[start]

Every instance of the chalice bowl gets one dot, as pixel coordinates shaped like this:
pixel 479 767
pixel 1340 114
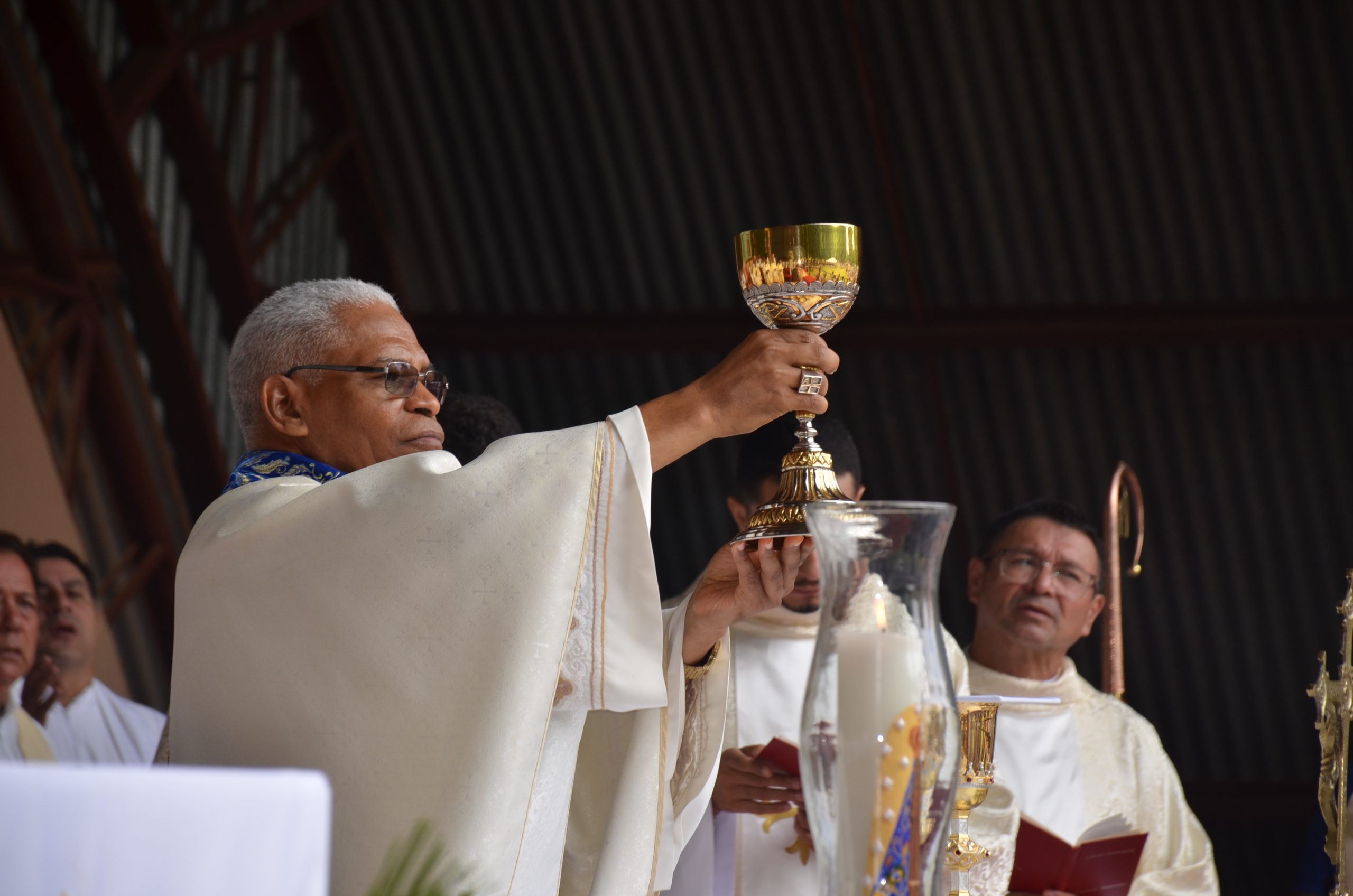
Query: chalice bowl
pixel 803 276
pixel 976 771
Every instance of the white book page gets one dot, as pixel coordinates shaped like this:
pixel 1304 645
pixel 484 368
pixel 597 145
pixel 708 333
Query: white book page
pixel 1113 826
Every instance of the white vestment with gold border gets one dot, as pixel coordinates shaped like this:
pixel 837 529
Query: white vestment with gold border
pixel 482 647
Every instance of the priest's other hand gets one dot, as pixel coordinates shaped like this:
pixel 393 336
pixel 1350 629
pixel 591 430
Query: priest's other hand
pixel 739 584
pixel 746 784
pixel 41 688
pixel 753 386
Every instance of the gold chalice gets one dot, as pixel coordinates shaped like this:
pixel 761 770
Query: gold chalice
pixel 803 276
pixel 977 767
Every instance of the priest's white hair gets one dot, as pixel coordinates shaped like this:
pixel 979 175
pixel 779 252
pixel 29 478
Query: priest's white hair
pixel 298 324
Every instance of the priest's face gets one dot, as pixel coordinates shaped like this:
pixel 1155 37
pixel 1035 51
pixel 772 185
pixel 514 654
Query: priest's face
pixel 21 619
pixel 1056 607
pixel 808 592
pixel 75 623
pixel 351 420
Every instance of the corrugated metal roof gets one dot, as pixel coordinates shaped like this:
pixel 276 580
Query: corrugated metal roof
pixel 600 157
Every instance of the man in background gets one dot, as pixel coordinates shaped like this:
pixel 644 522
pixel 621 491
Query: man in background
pixel 1035 584
pixel 754 841
pixel 472 423
pixel 22 738
pixel 100 724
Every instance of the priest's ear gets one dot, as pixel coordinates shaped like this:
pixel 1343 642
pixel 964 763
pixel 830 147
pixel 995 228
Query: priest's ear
pixel 283 406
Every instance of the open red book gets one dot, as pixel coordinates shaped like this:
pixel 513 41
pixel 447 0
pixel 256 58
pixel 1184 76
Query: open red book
pixel 1103 861
pixel 782 754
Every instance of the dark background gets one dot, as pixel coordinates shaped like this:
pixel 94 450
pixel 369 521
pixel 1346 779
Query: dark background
pixel 1092 232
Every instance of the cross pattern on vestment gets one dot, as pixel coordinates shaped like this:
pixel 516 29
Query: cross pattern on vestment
pixel 428 542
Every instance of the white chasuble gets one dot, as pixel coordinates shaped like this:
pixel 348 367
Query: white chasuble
pixel 1074 765
pixel 439 641
pixel 743 854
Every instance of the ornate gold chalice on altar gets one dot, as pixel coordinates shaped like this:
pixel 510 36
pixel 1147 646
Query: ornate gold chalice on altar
pixel 801 276
pixel 976 773
pixel 1333 714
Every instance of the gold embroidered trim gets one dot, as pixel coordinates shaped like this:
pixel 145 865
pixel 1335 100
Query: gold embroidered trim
pixel 578 581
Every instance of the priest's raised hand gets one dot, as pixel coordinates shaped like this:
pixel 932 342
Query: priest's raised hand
pixel 450 635
pixel 739 582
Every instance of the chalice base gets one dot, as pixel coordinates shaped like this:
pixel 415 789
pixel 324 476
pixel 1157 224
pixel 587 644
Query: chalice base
pixel 805 477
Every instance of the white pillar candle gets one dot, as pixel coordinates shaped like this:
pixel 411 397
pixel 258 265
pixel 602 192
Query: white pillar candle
pixel 881 675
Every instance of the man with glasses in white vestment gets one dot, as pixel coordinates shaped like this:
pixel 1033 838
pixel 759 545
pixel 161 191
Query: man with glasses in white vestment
pixel 1092 757
pixel 484 646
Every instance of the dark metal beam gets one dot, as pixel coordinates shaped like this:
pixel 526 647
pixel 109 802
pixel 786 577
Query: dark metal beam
pixel 322 168
pixel 127 475
pixel 895 329
pixel 151 294
pixel 202 176
pixel 371 254
pixel 281 15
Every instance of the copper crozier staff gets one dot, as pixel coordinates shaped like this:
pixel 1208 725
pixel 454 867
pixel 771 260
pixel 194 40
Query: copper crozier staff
pixel 438 639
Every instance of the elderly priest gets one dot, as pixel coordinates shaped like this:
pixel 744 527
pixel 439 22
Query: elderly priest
pixel 478 646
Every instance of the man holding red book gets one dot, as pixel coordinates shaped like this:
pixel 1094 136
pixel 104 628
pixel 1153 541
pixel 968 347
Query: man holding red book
pixel 1088 772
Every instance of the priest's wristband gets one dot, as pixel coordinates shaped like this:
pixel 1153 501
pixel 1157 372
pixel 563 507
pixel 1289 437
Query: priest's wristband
pixel 694 673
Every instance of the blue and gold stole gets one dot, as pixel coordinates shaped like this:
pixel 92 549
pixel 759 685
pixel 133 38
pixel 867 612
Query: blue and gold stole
pixel 270 465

[end]

_THE EXERCISE_. Express the lines of the records above as a JSON list of strings, one string per line with blank lines omitted, starting at the line containing "Every instance of the white pillar" and ending at the line containing "pixel 484 646".

_COMPLETE ANSWER_.
[
  "Every instance of the white pillar candle gets one dot, as pixel coordinates shaped like this:",
  "pixel 411 397",
  "pixel 258 265",
  "pixel 602 192",
  "Query: white pillar candle",
  "pixel 881 675",
  "Every instance of the man with glasses in white vestment gets one dot, as pixel coordinates shaped like this:",
  "pixel 1033 838",
  "pixel 759 545",
  "pixel 161 191",
  "Query: man with glasses in white vestment",
  "pixel 1092 757",
  "pixel 484 646"
]